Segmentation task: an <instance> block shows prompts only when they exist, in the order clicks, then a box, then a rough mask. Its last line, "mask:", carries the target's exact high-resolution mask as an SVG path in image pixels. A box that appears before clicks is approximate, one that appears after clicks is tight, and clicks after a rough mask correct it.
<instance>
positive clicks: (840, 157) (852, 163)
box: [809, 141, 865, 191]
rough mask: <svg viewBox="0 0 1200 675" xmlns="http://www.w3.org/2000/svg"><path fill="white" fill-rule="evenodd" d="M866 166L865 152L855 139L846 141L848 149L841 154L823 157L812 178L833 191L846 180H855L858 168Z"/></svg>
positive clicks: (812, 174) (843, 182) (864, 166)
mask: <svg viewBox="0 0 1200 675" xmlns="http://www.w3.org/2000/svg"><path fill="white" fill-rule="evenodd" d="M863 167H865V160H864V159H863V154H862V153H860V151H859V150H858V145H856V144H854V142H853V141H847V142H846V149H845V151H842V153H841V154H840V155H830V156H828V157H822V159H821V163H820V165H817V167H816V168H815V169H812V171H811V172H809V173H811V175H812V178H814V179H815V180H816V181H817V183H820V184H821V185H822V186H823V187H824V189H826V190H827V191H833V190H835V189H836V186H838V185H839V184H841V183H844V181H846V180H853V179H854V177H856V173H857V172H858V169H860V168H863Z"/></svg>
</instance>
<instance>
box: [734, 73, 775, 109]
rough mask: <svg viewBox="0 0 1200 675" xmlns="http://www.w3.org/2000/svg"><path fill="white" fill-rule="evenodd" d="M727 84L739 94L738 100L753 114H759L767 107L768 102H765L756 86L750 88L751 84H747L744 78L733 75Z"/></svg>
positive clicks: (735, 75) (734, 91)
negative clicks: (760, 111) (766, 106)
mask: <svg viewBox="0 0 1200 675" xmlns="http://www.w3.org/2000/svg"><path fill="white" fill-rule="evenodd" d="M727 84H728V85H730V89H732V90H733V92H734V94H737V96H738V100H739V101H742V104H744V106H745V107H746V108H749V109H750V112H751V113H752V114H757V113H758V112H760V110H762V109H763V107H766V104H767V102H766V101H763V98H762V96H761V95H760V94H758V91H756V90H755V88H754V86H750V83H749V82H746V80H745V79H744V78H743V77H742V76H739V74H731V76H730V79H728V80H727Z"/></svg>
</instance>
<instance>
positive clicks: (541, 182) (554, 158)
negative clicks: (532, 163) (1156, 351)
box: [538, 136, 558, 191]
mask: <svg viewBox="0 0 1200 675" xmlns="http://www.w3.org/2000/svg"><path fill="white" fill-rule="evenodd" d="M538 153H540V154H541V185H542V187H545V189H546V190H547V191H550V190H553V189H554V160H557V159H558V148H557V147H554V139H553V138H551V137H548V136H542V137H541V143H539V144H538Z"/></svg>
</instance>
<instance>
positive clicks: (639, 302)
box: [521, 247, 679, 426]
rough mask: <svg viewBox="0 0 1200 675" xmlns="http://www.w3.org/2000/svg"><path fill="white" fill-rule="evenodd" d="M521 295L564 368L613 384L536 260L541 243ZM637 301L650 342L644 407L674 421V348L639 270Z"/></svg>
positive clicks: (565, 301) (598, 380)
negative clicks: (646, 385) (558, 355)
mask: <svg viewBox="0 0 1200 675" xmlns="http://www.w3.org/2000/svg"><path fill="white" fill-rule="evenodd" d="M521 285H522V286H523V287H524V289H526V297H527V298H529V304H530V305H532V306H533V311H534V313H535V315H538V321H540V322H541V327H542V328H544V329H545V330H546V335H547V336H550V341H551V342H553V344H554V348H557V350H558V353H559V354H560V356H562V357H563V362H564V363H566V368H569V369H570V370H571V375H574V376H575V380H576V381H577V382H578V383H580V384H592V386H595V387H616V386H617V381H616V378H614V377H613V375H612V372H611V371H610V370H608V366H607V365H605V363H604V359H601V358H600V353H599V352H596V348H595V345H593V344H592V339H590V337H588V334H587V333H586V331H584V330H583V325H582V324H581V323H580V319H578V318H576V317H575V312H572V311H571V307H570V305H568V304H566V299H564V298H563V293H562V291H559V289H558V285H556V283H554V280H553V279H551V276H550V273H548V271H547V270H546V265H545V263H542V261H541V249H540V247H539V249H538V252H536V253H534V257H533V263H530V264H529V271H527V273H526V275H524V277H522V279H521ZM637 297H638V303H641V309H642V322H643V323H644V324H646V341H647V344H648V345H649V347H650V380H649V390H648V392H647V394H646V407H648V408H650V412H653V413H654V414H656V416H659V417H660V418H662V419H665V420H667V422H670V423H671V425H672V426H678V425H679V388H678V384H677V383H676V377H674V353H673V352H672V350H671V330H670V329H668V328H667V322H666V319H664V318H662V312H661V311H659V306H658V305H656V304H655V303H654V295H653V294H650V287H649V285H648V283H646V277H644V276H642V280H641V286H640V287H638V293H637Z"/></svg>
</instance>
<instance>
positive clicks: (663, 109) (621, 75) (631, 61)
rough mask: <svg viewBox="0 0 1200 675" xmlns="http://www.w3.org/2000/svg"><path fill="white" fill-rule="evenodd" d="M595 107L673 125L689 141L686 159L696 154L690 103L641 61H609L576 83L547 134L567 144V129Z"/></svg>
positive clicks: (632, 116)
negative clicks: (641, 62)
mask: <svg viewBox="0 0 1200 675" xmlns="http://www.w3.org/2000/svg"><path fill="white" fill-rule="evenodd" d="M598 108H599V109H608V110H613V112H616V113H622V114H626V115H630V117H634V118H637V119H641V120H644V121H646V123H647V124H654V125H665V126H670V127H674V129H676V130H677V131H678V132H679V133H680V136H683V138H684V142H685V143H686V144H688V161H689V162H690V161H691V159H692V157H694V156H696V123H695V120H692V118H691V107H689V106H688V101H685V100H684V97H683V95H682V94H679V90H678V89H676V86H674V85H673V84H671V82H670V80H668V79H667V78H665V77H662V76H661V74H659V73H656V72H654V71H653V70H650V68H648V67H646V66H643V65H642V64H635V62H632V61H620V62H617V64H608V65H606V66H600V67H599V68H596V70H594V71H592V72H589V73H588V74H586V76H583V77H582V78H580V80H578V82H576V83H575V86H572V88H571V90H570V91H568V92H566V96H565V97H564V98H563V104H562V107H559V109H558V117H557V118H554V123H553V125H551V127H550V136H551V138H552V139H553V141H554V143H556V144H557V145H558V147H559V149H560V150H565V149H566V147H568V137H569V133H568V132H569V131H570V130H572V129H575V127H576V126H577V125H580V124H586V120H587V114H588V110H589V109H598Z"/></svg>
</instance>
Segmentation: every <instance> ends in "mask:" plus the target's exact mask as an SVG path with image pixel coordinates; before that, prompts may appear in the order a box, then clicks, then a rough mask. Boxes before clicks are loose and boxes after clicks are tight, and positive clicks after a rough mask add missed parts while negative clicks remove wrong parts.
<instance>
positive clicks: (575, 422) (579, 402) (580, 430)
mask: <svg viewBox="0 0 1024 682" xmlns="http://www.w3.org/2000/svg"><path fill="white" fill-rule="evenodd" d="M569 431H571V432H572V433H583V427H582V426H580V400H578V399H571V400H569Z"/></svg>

-------

What to work on
Copy the lines above word for word, from the very first one through the line that contains "box: [809, 141, 865, 191]", including that line.

Reply to the task
Segmentation task: an <instance> block shows prompts only when they exist, in the order clicks, then a box, then a rough mask. Its last line, "mask:", carries the target's exact high-resolution mask as an SVG path in image pixels. A box that appears before clicks is approximate, one that appears after clicks is tight, and clicks after a rough mask correct it.
<instance>
positive clicks: (840, 157) (852, 163)
box: [809, 141, 865, 191]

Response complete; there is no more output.